§ Exercise
Each line below should be written out exactly, with none skipped.

━━━ Data to process ━━━

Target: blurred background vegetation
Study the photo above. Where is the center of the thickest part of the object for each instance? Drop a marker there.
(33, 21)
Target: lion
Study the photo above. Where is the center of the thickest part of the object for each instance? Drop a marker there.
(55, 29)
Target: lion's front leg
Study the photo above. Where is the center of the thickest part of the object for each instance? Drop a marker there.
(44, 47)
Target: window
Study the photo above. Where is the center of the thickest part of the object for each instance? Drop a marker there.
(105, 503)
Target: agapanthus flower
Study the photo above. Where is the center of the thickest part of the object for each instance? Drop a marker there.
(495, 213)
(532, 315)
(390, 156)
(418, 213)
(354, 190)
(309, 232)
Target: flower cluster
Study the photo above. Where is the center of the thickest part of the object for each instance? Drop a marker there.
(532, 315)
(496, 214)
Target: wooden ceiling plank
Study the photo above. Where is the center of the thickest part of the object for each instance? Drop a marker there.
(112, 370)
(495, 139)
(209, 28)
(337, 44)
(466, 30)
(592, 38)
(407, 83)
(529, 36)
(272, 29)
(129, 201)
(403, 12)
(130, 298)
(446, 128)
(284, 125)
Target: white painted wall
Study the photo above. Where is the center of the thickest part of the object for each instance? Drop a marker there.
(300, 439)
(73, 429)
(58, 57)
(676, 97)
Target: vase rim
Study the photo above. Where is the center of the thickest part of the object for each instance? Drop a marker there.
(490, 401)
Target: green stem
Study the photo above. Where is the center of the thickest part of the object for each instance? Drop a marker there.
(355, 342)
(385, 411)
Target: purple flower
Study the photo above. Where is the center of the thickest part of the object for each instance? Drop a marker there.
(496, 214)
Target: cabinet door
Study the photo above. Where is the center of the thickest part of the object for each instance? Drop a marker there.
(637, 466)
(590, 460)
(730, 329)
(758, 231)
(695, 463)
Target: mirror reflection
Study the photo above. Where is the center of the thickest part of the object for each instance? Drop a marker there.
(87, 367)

━━━

§ Response to this exercise
Target: blurred background vegetation
Study the photo above. Where is the center of the thickest part of the object for each instance? Drop a marker there.
(33, 21)
Target: lion
Study the photo above. Where is the center of the thickest part of the object for each instance? Drop a marker there.
(55, 29)
Target: lion's front leg
Study the photo above. Where is the center of the thickest part of the object for each instance? Drop a marker there.
(44, 47)
Target: window
Study the photo above. Where is the center of the thickest part of the object for each instance? Drop a marker there.
(105, 503)
Target: agapanthus flower
Study the photo above. Where is the center of the thickest part of the object for each instance? Drop a marker there.
(495, 213)
(532, 315)
(390, 156)
(418, 213)
(354, 190)
(309, 232)
Target: flower cluster
Study the photo above. Where is the center of the thickest part of the object for each instance? Drop a marker there.
(532, 315)
(496, 214)
Target: wooden ceiling plank
Study the photo above. Where is the center of the thickest part of the object for each instance? Drop a marker there.
(112, 370)
(495, 139)
(209, 28)
(337, 44)
(466, 30)
(592, 38)
(407, 83)
(529, 36)
(272, 29)
(129, 201)
(403, 12)
(130, 298)
(446, 128)
(284, 125)
Target: white painted wall
Study the photo above. Where is the center of the thickest part of the object for each instance? Drop a marker there.
(300, 439)
(73, 429)
(58, 57)
(676, 97)
Target: vase rim
Study the photo above. Where is the center of the thickest part of the object for each instance? Drop a marker there.
(490, 401)
Target: green stem
Study the photo above. Where is the center of the thickest part of the object for each instance? Drop a marker there.
(355, 342)
(385, 411)
Target: purple flower
Study the photo above. Where is the center of the thickest part of the object for each instance? Drop a marker there.
(496, 214)
Target: cabinet door
Study the photo above. Where is the center of the thickest part of the object for each instance? Drop a marker there.
(637, 466)
(590, 460)
(730, 329)
(758, 231)
(695, 463)
Target: mirror reflection
Study the photo above. Where is the center of the thickest part of the object for each instance? Drop a marker there.
(87, 367)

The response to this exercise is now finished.